(Saved data entries)

----------------

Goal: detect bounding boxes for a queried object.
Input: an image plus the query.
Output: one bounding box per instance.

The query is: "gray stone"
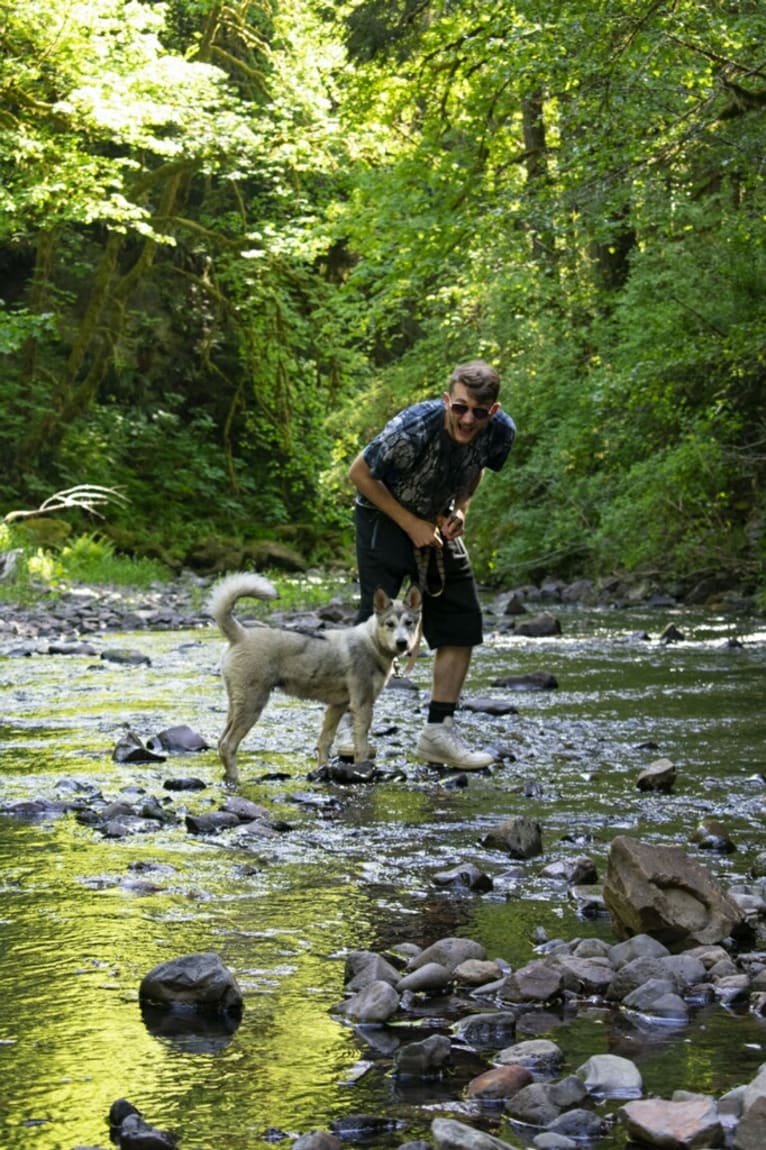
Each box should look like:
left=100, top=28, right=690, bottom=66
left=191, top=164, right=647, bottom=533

----------------

→ **AIM OF THE TASK**
Starting at the line that contains "Each box should", write out every line through the last one in the data above, exactly as it stands.

→ **ANSWER FOR THE TASK**
Each box should look like:
left=100, top=28, right=690, bottom=66
left=191, top=164, right=647, bottom=533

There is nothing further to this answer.